**Data section**

****************

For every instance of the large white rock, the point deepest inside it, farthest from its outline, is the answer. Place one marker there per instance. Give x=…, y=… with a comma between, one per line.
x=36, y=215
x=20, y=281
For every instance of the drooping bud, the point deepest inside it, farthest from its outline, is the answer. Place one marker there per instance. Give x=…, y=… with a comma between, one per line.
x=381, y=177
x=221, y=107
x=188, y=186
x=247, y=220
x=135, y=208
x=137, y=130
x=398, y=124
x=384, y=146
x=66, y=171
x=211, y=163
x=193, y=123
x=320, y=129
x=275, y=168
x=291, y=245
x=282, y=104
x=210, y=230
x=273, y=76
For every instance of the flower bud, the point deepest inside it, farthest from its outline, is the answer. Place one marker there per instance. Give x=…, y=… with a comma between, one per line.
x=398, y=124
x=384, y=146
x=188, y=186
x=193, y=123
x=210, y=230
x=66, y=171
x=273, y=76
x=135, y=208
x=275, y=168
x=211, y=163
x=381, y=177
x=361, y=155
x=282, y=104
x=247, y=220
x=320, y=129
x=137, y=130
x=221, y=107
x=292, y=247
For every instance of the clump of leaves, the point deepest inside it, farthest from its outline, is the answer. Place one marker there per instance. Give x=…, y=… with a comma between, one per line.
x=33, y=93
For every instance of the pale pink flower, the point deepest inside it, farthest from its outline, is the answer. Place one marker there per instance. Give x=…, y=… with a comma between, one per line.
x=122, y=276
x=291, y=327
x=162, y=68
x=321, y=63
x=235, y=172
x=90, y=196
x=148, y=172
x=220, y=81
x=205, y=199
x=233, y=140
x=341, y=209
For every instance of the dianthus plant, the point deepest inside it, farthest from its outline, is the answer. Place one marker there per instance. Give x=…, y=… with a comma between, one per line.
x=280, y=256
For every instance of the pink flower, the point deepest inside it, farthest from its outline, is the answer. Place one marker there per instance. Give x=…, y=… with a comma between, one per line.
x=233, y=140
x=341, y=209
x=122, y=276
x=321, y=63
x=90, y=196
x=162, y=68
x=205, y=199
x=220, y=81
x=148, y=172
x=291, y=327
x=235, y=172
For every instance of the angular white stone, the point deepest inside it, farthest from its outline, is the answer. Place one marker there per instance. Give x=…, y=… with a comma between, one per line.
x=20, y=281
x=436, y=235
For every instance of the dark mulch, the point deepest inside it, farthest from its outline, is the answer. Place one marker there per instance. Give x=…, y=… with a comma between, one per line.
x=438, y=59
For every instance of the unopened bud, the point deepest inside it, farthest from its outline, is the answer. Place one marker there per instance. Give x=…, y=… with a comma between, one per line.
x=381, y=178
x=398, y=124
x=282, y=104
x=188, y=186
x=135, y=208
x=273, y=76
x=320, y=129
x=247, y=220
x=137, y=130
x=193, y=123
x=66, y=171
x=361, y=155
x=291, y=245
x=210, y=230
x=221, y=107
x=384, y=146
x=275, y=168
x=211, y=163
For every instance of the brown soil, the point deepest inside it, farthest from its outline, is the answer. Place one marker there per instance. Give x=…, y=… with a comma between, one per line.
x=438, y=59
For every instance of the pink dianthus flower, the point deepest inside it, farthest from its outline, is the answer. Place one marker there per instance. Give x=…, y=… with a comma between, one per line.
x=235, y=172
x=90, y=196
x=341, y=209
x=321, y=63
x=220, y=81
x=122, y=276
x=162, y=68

****************

**Work to do**
Please rewrite all the items above with "marker" changed to "dot" wherever it occurs, keeping every other word the same.

**Full answer**
For every instance of the large white rock, the point deepest inside it, farthest from its outline, is the answer. Place one dot there per instance. Give x=…, y=… with a comma between, one per line.
x=36, y=215
x=20, y=281
For every instance of the drooping bud, the point deepest inside it, farthest from its outline, is the answer. Place one dot there per instance. Give x=…, y=… with a comma between, one per line.
x=381, y=177
x=221, y=107
x=188, y=186
x=247, y=220
x=135, y=208
x=137, y=130
x=398, y=124
x=384, y=146
x=66, y=171
x=211, y=163
x=193, y=123
x=320, y=129
x=275, y=168
x=291, y=245
x=282, y=104
x=210, y=230
x=273, y=76
For every instance of the flower bud, the point deepest inside it, farthest from its outline, is the answer. Place one dot there per instance. Give x=…, y=… with a comma between, one per line.
x=398, y=124
x=384, y=146
x=188, y=186
x=193, y=123
x=210, y=230
x=66, y=171
x=273, y=76
x=135, y=208
x=275, y=168
x=211, y=163
x=381, y=177
x=361, y=155
x=282, y=104
x=247, y=220
x=320, y=129
x=137, y=130
x=221, y=107
x=292, y=247
For every instance of the clump of leaves, the point deepest inside it, farthest from its outline, is the answer. Place one dot there per instance. Give x=…, y=… with a comma between, one per line.
x=33, y=93
For every instance of the pale pink flower, the point deepest inside it, farthest from its outline, is the answer. Place one dot there per instance. Give x=…, y=… with a comma between, one per line.
x=122, y=276
x=291, y=327
x=162, y=68
x=321, y=63
x=235, y=172
x=90, y=196
x=148, y=172
x=220, y=81
x=205, y=199
x=233, y=140
x=341, y=209
For every instance of the dianthus plant, the point deepest inside it, farthest from its outline, is the answer. Place one dot there per instance. Give x=…, y=… with a comma between, one per line.
x=280, y=256
For every instance of the pink flower, the point deepest inside it, farthest from its outline, is the answer. Place one dot there per instance. Give x=…, y=… with a comma between, one per line.
x=233, y=140
x=341, y=209
x=122, y=276
x=321, y=63
x=90, y=196
x=162, y=68
x=205, y=199
x=220, y=81
x=148, y=172
x=291, y=327
x=235, y=172
For every instance of the angular white stone, the point deepest inside it, farthest from its outline, is the answer. Place one dot there per instance. Give x=…, y=… with a comma between, one per line.
x=20, y=281
x=436, y=235
For every instance of the dark mulch, the point deepest inside it, farthest from its outline, is the answer. Place one dot there per instance. Give x=…, y=… with a comma between, one per line.
x=438, y=59
For every instance of the unopened bud, the point deepest inside it, farthest from its outline, is the answer. Place one dot there per instance. Give x=…, y=… with a comma between, one per line.
x=381, y=178
x=398, y=124
x=282, y=104
x=188, y=186
x=135, y=208
x=273, y=76
x=320, y=129
x=247, y=220
x=137, y=130
x=193, y=123
x=66, y=171
x=361, y=155
x=291, y=245
x=210, y=230
x=221, y=107
x=384, y=146
x=275, y=168
x=211, y=163
For every instance of the brown soil, the point deepest inside it, farthest from its outline, is the answer. Place one dot there per instance. Give x=…, y=… with a comma between, one per line.
x=438, y=59
For every instance of the pink dianthus flower, the point deepest inside it, farthest from its outline, is the answer. Place one dot there per instance. Give x=…, y=… with a comma between, one per line.
x=235, y=172
x=90, y=196
x=341, y=209
x=321, y=63
x=220, y=81
x=122, y=276
x=162, y=68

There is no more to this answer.